Fifty points in one day, however, is not that tall an order (heck, it's what we lost today), and would have the handy advantage of re-testing the trendline from 1170.74 (which on my chart crosses through Submin ii of (c), Micro [2] of iii of (c), iv of (c) (all of [iv]), and i of (1) of [v], as well as filling the huge gap down.  All three of the wavecounts support upward motion tomorrow, so I wouldn't be surprised to see an up day.

KRAP fell 95.72 to close at 1397.09, breaking its previous 1408.02 low set on the 8th and going down to a level not seen since the distant era of... two months ago.

Wednesday, August 17, 2011

8/17/11 - I Still Hate Fourth Waves

I have no idea what the market is doing right now.  It made a new high, I got back into SDS near the day's low which was a bad move on my part.  No doubt wave [iv] is doing one of those convoluted WXYXZ type of corrections that I don't have any hope of figuring out until there is SOME confirmation that wave [iv] is actually done, which there isn't yet.

Thus, the below chart is skimpy on Elliott wave labels but bulky on trendlines:


Notice the thick burgundy line running from the bottom.  That line is the channel line running through the Minute [iii] low and the interim low of 1118.01.  This line intersects the trend line from the two intraday lows on August 12 at the exact time and price of today's 1184.36 low.  It is reasonable to surmise that if we are in a WXYXZ correction, the 1118.01 was the first X (Minuette (x)) and today's 1184.36 low was the second X (Minuette (xx)).  In which case Z up is due and shorting, as I did, is probably not the best of plans, at least not yet.

Or is it?  Because the slope of every line connecting each set of two new highs starting from the 1125.34 low (which is Submin a of (x) if the WXYXZ count is right) has been becoming less steep as time goes on, shortening the wedge.  A flat line from today's top intersects the burgundy Friday morning at around 11:30; extrapolating the most recent "new high to new high" line to the intersection of the burgundy yields Friday afternoon at 3:30 at a price between 1215-1220 (naww, they wouldn't, would they?).

The light blue trendline represents a more bullish view; it intersects the burgundy sometime Wednesday at around the upper 1240s.  Even here, this does not invalidate the wave as Minute [iv].

The point is that time appears to be running out for the uptrend unless it can break hard above the blue line.  And the clock runs out on opex day itself.  Enough time has passed since the bottom now that any top followed by a major break down is likely to represent the top of Minute [iv] rather than merely Minuette (a/w) of Minute [iv].

▶ Written task 1
Output the rows as a JSON list of strings, one string per line and no blank lines, beginning at the row that contains "Teacher note: indicate the standing" and stopping after the row that contains "point(770, 196)".
The rows that follow are unrelated to the market commentary.

▶ Provided records

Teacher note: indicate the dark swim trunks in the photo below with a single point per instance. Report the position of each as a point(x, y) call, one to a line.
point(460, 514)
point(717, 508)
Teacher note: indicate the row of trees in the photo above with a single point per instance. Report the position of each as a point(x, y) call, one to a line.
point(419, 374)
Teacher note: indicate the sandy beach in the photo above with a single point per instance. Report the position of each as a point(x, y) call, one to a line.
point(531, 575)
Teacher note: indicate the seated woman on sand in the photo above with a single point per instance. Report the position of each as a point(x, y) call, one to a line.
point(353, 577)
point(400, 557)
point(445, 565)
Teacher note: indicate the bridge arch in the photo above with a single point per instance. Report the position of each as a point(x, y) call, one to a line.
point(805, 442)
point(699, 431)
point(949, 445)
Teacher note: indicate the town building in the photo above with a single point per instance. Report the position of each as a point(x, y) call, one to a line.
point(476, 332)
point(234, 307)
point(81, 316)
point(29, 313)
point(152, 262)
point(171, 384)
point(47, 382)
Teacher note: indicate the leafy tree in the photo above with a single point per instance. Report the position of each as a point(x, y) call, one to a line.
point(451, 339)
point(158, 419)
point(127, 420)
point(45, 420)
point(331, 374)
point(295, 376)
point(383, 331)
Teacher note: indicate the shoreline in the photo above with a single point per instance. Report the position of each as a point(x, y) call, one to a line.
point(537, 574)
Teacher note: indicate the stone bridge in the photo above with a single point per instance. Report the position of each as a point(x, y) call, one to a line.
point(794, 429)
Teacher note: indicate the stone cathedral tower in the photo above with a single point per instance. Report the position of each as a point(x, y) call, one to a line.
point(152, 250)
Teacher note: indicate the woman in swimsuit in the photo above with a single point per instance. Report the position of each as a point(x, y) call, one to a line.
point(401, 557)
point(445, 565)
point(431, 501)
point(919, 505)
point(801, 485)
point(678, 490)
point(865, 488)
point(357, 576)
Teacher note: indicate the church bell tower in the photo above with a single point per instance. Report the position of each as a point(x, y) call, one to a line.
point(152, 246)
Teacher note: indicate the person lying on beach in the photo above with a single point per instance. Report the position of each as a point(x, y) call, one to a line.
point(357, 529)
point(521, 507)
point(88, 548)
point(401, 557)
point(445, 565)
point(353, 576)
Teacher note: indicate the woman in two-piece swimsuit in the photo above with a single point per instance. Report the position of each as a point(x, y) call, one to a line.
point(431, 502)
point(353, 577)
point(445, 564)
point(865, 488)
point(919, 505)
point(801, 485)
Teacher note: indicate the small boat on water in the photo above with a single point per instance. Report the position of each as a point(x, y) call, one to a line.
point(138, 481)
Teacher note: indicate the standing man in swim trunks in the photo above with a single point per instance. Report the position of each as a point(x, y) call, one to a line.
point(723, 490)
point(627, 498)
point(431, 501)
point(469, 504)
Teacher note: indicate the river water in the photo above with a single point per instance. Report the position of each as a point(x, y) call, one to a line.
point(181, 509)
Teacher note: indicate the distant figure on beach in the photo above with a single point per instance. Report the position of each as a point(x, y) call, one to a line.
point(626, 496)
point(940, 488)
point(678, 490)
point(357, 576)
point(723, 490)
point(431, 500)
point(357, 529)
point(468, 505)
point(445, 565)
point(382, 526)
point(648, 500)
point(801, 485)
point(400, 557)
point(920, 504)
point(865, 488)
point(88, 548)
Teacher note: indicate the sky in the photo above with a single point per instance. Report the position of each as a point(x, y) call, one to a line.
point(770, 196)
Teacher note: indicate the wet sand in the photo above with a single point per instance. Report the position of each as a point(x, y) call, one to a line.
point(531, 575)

▶ Written task 2
Answer these from the market commentary:
(a) By how much did KRAP fall, and at what level did it close?
(b) Which two lows does the thick burgundy channel line run through?
(c) What date is given for the post titled "I Still Hate Fourth Waves"?

▶ Written answer 1
[
  "Teacher note: indicate the standing man in swim trunks in the photo above with a single point per instance. Report the position of each as a point(x, y) call, one to a line.",
  "point(723, 490)",
  "point(627, 498)",
  "point(431, 501)",
  "point(469, 504)",
  "Teacher note: indicate the river water in the photo above with a single point per instance. Report the position of each as a point(x, y) call, one to a line.",
  "point(181, 509)",
  "Teacher note: indicate the distant figure on beach in the photo above with a single point per instance. Report the position of each as a point(x, y) call, one to a line.",
  "point(626, 496)",
  "point(940, 488)",
  "point(678, 490)",
  "point(357, 576)",
  "point(723, 490)",
  "point(431, 500)",
  "point(357, 529)",
  "point(468, 505)",
  "point(445, 565)",
  "point(382, 526)",
  "point(648, 500)",
  "point(801, 485)",
  "point(400, 557)",
  "point(920, 504)",
  "point(865, 488)",
  "point(88, 548)",
  "Teacher note: indicate the sky in the photo above with a single point per instance. Report the position of each as a point(x, y) call, one to a line.",
  "point(770, 196)"
]

▶ Written answer 2
(a) It fell 95.72 and closed at 1397.09.
(b) The Minute [iii] low and the interim low of 1118.01.
(c) Wednesday, August 17, 2011.